■ **Stated goal**
Reproduce the data below verbatim, from its first line through the line containing "x=128 y=313", including that line.

■ **Record set**
=====

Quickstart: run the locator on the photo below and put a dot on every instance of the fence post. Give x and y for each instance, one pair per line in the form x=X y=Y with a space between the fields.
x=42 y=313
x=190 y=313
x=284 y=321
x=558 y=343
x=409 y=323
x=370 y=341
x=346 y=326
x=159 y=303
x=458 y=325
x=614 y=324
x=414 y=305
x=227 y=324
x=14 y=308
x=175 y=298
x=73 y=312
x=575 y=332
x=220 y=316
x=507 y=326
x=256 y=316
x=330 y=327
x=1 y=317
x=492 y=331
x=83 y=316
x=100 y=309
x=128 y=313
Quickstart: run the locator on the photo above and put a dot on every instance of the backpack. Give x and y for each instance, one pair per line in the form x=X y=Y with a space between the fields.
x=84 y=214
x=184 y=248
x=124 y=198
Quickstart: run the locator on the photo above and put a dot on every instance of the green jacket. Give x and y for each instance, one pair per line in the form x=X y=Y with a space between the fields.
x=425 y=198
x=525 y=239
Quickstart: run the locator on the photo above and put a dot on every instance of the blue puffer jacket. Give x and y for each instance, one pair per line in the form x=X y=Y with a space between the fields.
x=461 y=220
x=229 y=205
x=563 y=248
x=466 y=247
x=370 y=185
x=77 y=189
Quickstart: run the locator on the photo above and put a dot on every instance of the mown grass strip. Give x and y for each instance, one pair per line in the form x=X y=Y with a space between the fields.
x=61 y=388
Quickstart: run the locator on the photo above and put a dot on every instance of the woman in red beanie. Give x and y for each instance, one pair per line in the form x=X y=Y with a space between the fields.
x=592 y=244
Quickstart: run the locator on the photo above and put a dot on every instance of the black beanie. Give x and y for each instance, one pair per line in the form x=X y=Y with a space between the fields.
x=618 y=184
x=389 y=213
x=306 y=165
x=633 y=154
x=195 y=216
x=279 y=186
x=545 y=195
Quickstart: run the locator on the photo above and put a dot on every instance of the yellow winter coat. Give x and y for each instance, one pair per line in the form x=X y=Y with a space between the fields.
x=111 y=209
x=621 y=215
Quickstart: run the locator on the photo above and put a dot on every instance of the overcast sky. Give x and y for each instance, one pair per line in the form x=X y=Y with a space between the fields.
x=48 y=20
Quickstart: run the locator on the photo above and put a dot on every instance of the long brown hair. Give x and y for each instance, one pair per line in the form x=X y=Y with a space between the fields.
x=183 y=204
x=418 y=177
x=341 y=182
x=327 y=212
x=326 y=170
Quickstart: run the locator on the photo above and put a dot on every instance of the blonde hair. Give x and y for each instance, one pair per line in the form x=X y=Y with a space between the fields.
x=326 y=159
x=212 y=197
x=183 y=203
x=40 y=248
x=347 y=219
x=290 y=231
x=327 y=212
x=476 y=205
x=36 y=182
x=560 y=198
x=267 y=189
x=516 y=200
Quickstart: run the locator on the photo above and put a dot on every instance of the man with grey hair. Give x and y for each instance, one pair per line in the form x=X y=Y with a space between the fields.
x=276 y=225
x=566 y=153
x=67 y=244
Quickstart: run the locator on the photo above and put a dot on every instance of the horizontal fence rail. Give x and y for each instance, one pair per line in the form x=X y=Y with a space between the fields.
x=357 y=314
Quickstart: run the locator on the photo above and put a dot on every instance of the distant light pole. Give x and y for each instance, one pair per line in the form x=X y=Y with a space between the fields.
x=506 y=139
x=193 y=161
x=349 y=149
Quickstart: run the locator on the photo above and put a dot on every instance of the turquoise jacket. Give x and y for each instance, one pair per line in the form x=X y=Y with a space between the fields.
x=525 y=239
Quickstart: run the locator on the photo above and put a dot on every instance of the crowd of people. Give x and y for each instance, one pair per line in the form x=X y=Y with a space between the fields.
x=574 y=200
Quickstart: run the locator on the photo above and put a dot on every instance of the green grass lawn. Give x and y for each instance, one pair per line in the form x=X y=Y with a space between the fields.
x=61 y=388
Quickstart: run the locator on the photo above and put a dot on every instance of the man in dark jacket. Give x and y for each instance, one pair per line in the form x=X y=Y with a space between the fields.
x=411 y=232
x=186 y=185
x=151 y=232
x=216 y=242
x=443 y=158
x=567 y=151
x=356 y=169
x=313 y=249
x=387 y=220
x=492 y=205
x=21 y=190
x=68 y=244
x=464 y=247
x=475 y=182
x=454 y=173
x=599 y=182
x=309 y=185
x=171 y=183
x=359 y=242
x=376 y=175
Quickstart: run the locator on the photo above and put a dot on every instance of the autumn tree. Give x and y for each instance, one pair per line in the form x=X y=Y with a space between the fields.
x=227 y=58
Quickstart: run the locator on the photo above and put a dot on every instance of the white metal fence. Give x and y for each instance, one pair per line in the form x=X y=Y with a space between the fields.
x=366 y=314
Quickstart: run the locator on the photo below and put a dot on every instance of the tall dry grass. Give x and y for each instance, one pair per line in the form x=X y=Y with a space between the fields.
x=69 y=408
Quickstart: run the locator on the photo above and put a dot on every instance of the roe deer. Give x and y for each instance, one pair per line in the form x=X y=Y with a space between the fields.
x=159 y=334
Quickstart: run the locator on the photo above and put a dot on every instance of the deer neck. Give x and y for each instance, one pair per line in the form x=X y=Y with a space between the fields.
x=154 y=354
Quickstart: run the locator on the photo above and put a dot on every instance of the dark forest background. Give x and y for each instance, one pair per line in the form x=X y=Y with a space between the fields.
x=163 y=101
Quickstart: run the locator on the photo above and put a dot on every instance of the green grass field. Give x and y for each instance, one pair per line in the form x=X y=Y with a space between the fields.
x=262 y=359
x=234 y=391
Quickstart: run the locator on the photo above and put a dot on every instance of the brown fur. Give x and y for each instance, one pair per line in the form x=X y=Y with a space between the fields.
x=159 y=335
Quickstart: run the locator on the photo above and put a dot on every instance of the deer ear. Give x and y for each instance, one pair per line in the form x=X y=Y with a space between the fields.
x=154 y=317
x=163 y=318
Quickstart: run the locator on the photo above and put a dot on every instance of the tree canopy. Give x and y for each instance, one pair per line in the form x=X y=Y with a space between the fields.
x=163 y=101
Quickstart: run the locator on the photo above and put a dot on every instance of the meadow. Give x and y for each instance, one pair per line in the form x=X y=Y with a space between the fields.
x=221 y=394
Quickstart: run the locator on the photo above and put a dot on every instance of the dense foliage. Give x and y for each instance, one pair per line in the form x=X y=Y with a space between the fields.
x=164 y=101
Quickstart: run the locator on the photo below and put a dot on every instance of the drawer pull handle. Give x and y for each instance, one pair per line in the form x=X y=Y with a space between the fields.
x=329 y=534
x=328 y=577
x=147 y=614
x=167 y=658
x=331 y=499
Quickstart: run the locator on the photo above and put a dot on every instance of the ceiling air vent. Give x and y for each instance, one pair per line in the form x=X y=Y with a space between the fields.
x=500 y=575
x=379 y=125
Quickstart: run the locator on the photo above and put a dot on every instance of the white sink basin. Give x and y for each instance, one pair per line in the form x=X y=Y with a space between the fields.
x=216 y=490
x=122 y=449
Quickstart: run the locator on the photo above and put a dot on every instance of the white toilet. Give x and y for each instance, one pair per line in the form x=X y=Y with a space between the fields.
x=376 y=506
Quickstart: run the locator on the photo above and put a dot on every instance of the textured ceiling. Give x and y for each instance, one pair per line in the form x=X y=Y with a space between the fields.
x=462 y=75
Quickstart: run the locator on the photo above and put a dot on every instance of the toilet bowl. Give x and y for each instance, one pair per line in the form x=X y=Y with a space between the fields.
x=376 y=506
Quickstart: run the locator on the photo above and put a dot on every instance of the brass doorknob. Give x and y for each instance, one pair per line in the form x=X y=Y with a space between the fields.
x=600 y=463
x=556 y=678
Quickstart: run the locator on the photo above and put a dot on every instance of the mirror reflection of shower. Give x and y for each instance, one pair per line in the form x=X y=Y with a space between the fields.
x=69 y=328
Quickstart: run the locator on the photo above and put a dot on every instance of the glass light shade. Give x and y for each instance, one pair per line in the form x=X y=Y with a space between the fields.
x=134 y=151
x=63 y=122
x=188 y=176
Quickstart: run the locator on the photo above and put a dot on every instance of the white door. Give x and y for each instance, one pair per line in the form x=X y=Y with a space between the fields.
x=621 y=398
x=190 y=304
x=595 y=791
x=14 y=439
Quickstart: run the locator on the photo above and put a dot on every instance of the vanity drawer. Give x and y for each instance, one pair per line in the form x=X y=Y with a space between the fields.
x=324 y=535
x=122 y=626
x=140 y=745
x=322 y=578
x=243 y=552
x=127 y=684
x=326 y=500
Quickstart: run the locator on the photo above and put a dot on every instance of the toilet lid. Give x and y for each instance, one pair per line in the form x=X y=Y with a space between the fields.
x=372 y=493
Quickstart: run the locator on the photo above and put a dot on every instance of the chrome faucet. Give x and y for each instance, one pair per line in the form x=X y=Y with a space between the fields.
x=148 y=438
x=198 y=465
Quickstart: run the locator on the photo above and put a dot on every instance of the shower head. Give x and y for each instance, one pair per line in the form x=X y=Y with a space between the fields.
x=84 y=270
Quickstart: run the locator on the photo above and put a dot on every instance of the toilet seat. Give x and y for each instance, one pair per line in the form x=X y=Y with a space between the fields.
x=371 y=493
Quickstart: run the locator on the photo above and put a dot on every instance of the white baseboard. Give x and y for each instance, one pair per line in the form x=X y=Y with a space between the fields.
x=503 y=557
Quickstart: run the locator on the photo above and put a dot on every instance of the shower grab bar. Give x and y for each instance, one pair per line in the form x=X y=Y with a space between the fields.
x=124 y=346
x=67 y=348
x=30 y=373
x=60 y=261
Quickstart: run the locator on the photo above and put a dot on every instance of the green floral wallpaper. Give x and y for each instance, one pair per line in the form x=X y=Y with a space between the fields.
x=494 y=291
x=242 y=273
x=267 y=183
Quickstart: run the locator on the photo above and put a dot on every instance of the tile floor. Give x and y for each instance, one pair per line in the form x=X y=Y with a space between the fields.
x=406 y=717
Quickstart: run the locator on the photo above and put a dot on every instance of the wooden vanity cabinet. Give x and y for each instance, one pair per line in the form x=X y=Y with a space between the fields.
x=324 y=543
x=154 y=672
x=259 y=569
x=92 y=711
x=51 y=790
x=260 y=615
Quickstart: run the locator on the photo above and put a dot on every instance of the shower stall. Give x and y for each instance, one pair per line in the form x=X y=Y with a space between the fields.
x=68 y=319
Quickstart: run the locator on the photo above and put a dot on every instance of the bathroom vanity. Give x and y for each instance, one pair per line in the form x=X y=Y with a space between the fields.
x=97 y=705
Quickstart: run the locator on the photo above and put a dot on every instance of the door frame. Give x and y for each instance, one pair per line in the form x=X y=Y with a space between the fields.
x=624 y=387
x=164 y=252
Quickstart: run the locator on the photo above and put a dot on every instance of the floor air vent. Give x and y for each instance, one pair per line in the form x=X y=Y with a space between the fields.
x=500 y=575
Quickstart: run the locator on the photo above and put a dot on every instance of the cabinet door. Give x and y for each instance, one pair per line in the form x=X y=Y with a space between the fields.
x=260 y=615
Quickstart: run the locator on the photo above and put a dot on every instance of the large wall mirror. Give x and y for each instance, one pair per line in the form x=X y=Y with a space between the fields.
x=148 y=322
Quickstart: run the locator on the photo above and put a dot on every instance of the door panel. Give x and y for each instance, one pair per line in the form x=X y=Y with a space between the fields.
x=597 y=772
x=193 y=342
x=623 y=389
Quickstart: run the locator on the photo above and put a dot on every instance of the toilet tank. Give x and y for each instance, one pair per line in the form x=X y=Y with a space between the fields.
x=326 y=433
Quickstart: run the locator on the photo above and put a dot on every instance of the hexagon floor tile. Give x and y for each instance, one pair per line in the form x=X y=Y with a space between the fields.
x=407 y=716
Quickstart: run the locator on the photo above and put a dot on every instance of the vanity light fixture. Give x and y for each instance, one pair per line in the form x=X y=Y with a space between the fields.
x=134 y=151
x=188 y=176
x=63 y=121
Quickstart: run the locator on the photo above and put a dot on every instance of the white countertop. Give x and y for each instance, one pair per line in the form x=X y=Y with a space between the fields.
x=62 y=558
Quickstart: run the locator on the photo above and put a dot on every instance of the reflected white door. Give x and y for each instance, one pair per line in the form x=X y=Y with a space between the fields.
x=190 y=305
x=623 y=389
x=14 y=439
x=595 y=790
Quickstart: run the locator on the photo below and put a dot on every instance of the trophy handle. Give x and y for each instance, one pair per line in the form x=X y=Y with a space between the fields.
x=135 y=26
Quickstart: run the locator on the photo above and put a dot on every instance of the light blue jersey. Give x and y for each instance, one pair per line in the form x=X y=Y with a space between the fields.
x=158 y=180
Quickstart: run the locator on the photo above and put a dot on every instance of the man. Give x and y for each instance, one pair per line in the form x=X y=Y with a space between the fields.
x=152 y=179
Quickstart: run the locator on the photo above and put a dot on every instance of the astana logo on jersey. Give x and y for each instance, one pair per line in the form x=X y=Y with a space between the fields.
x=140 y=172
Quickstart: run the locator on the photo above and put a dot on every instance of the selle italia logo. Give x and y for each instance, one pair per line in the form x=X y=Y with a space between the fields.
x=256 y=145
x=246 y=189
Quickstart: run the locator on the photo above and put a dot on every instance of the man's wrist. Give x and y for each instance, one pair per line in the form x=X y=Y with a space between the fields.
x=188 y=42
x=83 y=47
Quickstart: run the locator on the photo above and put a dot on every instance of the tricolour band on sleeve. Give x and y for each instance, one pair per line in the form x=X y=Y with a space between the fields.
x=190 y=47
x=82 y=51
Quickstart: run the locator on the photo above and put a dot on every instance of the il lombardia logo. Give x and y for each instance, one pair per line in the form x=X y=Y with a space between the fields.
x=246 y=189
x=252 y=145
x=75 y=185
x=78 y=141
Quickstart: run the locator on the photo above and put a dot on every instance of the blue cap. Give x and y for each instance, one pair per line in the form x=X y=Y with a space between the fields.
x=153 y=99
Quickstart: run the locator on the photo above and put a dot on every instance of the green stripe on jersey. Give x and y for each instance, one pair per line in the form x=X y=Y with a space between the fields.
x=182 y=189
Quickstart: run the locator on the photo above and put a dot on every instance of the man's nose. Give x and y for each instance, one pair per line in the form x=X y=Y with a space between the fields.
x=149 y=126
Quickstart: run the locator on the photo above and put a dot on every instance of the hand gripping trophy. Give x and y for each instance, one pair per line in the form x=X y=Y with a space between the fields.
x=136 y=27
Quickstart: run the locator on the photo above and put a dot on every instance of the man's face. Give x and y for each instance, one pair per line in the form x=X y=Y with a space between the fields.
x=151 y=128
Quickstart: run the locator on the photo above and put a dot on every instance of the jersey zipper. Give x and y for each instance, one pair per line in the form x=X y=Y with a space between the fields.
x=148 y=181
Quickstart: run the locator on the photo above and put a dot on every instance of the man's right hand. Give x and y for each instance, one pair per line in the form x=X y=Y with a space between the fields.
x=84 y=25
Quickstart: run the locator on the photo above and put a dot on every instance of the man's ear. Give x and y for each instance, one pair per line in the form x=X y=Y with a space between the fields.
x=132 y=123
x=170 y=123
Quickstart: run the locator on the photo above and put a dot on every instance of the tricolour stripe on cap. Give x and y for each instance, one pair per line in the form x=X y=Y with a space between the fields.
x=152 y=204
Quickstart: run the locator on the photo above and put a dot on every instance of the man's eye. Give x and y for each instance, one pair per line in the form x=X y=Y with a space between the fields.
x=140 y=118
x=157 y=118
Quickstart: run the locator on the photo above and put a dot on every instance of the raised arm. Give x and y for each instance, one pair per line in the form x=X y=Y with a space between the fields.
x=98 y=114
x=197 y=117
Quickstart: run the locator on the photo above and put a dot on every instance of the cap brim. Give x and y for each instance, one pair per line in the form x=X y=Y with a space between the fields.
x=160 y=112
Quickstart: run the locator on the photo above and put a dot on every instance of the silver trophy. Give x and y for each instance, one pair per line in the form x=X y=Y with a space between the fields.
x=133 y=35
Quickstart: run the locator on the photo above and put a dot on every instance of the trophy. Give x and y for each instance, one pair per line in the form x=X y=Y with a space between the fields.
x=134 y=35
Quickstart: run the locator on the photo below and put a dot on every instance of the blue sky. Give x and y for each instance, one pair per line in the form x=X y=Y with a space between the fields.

=====

■ **Result**
Quickstart: run the locator on the photo below and put a dot on every instance of the fence post. Give x and y for each instance, one pair per line in the form x=X y=Y with a space between the fields.
x=42 y=313
x=190 y=313
x=284 y=321
x=558 y=343
x=409 y=323
x=370 y=341
x=346 y=326
x=159 y=303
x=458 y=325
x=614 y=324
x=414 y=305
x=227 y=324
x=14 y=308
x=175 y=298
x=73 y=312
x=575 y=332
x=220 y=316
x=507 y=326
x=256 y=316
x=330 y=327
x=1 y=317
x=492 y=331
x=83 y=316
x=100 y=309
x=128 y=313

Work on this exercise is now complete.